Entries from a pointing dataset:
########
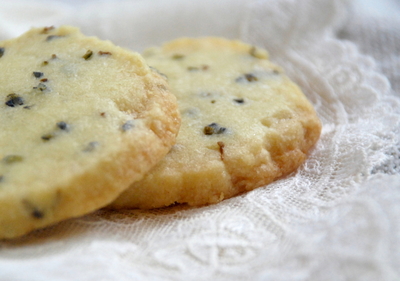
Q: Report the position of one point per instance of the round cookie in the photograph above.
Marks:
(244, 124)
(80, 120)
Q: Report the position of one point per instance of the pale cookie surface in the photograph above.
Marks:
(244, 124)
(80, 119)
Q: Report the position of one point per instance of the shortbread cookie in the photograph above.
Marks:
(80, 119)
(244, 124)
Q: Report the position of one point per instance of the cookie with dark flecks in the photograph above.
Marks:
(244, 124)
(80, 120)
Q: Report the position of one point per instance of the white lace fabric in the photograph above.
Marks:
(336, 218)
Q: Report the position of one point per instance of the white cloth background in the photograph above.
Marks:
(336, 218)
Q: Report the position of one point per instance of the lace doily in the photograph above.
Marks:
(336, 218)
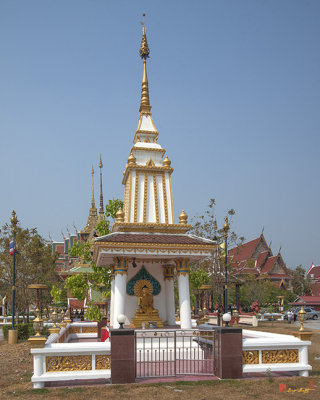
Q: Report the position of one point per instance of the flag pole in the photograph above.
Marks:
(14, 222)
(225, 234)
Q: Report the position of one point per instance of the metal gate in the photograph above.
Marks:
(161, 353)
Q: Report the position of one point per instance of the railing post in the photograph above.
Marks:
(228, 353)
(122, 356)
(38, 370)
(303, 359)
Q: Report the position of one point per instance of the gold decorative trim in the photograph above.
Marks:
(168, 272)
(103, 361)
(250, 357)
(144, 169)
(152, 227)
(68, 363)
(280, 356)
(140, 285)
(145, 197)
(182, 267)
(136, 188)
(171, 198)
(148, 149)
(165, 197)
(156, 197)
(121, 245)
(121, 267)
(150, 163)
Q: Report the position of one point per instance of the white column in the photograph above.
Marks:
(112, 302)
(303, 359)
(170, 300)
(171, 318)
(184, 294)
(37, 370)
(120, 282)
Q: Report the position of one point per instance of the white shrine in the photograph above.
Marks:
(146, 250)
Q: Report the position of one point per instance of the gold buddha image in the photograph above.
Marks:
(145, 312)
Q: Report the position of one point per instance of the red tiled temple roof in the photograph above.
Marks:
(261, 259)
(244, 251)
(269, 264)
(75, 303)
(314, 271)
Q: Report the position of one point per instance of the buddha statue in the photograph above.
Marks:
(145, 302)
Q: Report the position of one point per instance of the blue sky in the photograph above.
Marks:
(234, 89)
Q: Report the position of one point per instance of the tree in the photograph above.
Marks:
(34, 263)
(77, 285)
(211, 271)
(103, 227)
(113, 207)
(300, 282)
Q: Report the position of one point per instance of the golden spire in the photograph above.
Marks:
(144, 54)
(101, 195)
(92, 201)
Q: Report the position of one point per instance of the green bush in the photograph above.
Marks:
(24, 331)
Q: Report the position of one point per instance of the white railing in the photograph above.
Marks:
(263, 352)
(71, 361)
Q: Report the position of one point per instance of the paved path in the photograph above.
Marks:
(312, 324)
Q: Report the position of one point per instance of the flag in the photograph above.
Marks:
(312, 266)
(12, 248)
(223, 249)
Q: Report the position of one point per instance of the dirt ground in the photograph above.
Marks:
(16, 372)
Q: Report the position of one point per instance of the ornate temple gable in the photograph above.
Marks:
(159, 238)
(279, 267)
(261, 247)
(152, 245)
(143, 277)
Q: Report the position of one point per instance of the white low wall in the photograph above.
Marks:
(71, 361)
(264, 351)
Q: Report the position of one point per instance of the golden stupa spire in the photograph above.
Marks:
(92, 201)
(144, 54)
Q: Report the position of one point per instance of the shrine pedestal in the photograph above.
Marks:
(153, 319)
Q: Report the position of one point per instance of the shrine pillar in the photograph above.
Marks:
(112, 295)
(182, 267)
(170, 301)
(120, 281)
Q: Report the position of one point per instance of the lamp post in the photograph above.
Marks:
(225, 234)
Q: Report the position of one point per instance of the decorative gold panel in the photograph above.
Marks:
(68, 363)
(74, 329)
(89, 329)
(103, 361)
(250, 357)
(280, 356)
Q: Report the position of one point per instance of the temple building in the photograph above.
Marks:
(314, 274)
(146, 250)
(256, 258)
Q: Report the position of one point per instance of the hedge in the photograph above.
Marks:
(24, 331)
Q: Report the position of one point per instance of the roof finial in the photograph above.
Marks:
(101, 195)
(92, 201)
(144, 54)
(144, 48)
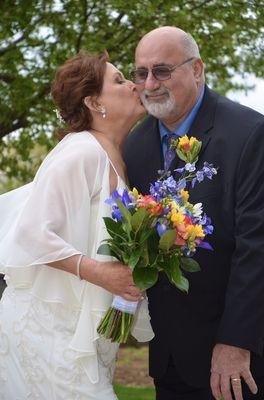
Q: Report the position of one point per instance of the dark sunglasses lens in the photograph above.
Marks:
(161, 73)
(140, 75)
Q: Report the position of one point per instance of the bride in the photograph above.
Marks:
(58, 288)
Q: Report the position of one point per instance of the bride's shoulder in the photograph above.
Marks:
(82, 145)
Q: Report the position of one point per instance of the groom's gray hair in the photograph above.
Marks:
(190, 46)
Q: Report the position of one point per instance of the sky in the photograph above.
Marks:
(254, 98)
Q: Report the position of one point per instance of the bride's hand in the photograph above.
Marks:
(116, 278)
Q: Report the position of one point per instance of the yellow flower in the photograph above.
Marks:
(185, 195)
(183, 141)
(192, 141)
(134, 192)
(177, 217)
(186, 144)
(195, 231)
(174, 205)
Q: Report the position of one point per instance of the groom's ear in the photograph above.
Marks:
(92, 104)
(198, 69)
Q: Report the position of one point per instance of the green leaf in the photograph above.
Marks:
(167, 240)
(146, 235)
(106, 250)
(183, 285)
(138, 218)
(174, 273)
(114, 228)
(134, 258)
(124, 211)
(189, 264)
(145, 278)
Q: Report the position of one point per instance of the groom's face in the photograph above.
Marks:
(173, 97)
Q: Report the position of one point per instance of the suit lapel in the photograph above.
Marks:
(153, 151)
(203, 123)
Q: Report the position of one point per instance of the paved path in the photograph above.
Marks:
(2, 285)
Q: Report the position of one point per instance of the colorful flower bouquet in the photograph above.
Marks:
(156, 232)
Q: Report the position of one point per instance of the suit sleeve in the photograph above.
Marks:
(242, 323)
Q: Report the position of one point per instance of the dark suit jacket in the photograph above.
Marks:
(225, 303)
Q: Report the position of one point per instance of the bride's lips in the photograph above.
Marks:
(155, 96)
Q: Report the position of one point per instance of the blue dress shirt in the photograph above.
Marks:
(184, 127)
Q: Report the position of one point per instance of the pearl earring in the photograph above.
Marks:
(103, 112)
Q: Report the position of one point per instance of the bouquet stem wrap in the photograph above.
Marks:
(116, 324)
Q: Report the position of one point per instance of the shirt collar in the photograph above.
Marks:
(184, 127)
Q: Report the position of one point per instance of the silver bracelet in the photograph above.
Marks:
(78, 266)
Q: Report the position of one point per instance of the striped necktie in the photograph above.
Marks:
(169, 154)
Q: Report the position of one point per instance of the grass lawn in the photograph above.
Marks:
(134, 393)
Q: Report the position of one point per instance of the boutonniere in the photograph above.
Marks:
(187, 148)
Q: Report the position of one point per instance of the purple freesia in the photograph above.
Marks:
(205, 245)
(161, 228)
(116, 213)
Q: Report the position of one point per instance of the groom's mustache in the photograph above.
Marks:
(156, 92)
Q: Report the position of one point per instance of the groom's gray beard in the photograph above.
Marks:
(157, 109)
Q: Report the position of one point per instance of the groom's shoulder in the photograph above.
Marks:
(231, 111)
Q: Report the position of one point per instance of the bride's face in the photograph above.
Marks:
(119, 97)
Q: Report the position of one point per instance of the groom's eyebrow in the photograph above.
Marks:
(155, 65)
(119, 74)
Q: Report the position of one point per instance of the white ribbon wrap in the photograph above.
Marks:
(123, 305)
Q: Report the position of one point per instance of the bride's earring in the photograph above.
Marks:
(103, 112)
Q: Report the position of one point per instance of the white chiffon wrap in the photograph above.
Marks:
(58, 215)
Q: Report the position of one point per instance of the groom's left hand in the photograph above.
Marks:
(229, 366)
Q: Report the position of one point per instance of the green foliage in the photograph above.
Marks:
(37, 36)
(134, 393)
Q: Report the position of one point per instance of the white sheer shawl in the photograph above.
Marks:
(58, 215)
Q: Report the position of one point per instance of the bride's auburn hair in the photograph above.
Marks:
(79, 77)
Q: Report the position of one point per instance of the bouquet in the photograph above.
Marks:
(160, 231)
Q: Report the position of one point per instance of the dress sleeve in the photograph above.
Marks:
(51, 221)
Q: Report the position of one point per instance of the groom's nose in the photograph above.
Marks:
(151, 83)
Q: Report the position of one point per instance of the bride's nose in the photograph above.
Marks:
(131, 85)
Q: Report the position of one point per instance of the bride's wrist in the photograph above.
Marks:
(89, 270)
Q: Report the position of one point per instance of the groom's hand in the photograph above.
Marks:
(229, 366)
(117, 279)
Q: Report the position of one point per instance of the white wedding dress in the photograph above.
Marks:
(49, 346)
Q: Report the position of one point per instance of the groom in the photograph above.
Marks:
(208, 344)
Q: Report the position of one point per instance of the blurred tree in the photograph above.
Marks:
(36, 36)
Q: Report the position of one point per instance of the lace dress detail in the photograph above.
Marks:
(39, 336)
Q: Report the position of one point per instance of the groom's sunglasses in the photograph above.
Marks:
(160, 72)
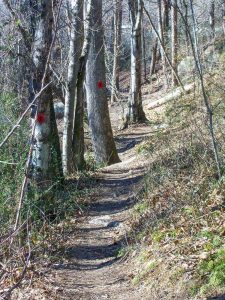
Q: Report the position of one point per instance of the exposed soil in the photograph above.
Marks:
(92, 267)
(94, 270)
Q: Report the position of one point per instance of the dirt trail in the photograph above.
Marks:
(93, 270)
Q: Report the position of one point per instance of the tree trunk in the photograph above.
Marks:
(45, 158)
(97, 106)
(78, 134)
(154, 56)
(212, 17)
(174, 46)
(135, 113)
(74, 54)
(117, 43)
(162, 37)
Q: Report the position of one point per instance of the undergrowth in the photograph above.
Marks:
(179, 222)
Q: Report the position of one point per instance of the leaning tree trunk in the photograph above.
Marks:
(154, 57)
(135, 112)
(174, 38)
(212, 17)
(117, 41)
(45, 158)
(78, 133)
(97, 106)
(162, 37)
(74, 54)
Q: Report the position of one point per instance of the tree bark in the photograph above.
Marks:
(212, 17)
(74, 54)
(154, 56)
(174, 38)
(78, 133)
(136, 112)
(45, 158)
(97, 106)
(117, 43)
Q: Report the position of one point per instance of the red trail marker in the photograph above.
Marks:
(40, 118)
(100, 84)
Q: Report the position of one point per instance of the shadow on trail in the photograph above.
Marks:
(90, 257)
(221, 297)
(110, 207)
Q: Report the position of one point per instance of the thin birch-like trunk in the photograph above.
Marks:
(97, 106)
(45, 163)
(74, 54)
(174, 40)
(135, 112)
(117, 42)
(78, 133)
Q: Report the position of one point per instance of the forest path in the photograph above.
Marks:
(92, 269)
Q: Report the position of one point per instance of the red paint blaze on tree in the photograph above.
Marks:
(40, 118)
(100, 84)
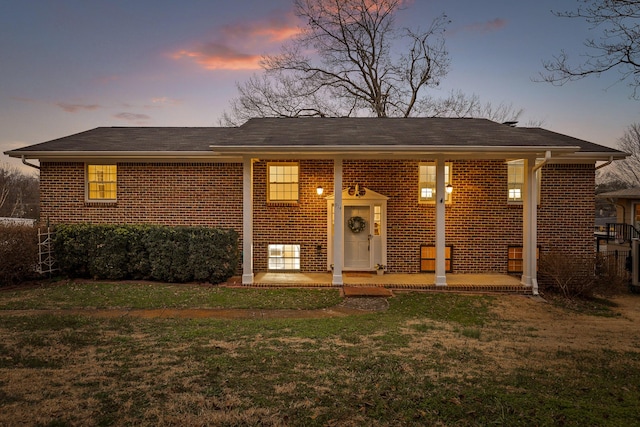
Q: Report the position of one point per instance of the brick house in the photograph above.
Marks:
(414, 195)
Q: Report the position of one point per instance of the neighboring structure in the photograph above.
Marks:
(627, 203)
(321, 194)
(626, 225)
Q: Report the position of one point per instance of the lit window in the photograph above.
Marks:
(284, 257)
(102, 182)
(516, 180)
(427, 183)
(283, 182)
(377, 220)
(515, 186)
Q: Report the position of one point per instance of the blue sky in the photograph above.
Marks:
(72, 65)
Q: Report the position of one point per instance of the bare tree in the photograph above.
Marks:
(627, 171)
(618, 47)
(458, 104)
(342, 64)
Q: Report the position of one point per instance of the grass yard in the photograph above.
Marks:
(429, 359)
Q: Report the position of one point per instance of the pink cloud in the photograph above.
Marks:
(240, 46)
(133, 117)
(74, 108)
(214, 56)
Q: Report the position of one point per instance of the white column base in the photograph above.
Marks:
(337, 280)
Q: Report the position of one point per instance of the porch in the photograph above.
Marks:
(501, 283)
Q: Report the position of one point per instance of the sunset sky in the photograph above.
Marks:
(71, 65)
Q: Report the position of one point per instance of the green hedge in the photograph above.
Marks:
(167, 254)
(18, 253)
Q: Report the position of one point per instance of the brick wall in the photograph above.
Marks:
(480, 223)
(148, 193)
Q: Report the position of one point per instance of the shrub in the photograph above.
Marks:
(168, 254)
(575, 276)
(18, 254)
(571, 275)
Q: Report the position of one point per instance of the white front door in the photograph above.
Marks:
(357, 244)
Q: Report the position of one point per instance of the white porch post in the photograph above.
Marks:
(441, 278)
(338, 224)
(529, 225)
(247, 221)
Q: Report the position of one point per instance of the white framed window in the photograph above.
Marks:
(283, 181)
(515, 182)
(427, 182)
(102, 182)
(284, 257)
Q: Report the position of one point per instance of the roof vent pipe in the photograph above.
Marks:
(605, 164)
(24, 161)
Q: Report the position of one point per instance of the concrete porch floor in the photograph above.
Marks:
(455, 282)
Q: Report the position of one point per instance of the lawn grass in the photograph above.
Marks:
(66, 295)
(430, 359)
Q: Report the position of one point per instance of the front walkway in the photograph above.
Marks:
(455, 282)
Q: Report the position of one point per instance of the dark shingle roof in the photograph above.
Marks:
(430, 133)
(135, 139)
(384, 131)
(585, 146)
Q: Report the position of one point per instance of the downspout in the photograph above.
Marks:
(24, 161)
(534, 282)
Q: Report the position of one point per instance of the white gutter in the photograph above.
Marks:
(547, 157)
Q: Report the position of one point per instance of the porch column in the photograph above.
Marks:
(247, 221)
(338, 224)
(441, 278)
(530, 225)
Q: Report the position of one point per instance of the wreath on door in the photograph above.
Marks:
(357, 224)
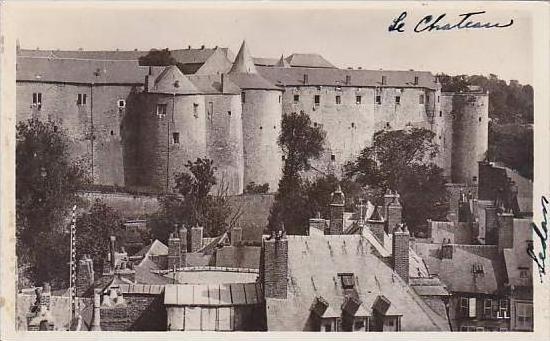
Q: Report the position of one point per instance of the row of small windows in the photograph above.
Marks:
(81, 99)
(358, 99)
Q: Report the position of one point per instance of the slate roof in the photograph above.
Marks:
(294, 76)
(185, 56)
(80, 71)
(213, 294)
(314, 263)
(457, 272)
(311, 60)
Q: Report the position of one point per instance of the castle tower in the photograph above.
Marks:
(172, 127)
(470, 111)
(261, 117)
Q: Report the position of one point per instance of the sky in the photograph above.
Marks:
(348, 35)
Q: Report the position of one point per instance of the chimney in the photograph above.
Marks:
(236, 235)
(505, 231)
(446, 251)
(400, 252)
(183, 241)
(336, 225)
(393, 210)
(84, 275)
(317, 225)
(174, 251)
(196, 238)
(96, 317)
(112, 241)
(274, 267)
########
### Aim
Using the records above, copy exactly and only the lines from the line with "porch column in the photograph above." through the end, both included; leave every picture out.

### Expected output
Q: Report the position of one point per instance of the porch column in the photograph above.
Marks:
(247, 221)
(338, 224)
(441, 278)
(530, 225)
Q: Report the position of one point per instance of the wreath on door in the photograph above.
Marks:
(357, 224)
Q: Report the position of one point per instance of the row of small windows in the photograph above.
Marks:
(81, 99)
(358, 99)
Q: Report the position of one point per instance of the slate roof in the photograph above.
Marks:
(294, 76)
(185, 56)
(80, 71)
(213, 294)
(314, 263)
(457, 272)
(311, 60)
Q: Report the position of one point per instance of the castle tower in the photograph above.
Marks:
(172, 127)
(470, 111)
(261, 117)
Q: Report the position of one point per instance of the sky in the photograph above.
Marks:
(348, 35)
Q: Report the position of one point per instance of the chimney in the photograph above.
Marks:
(236, 235)
(505, 231)
(446, 251)
(400, 252)
(183, 241)
(336, 225)
(393, 210)
(84, 275)
(317, 225)
(174, 251)
(196, 238)
(96, 317)
(112, 241)
(274, 267)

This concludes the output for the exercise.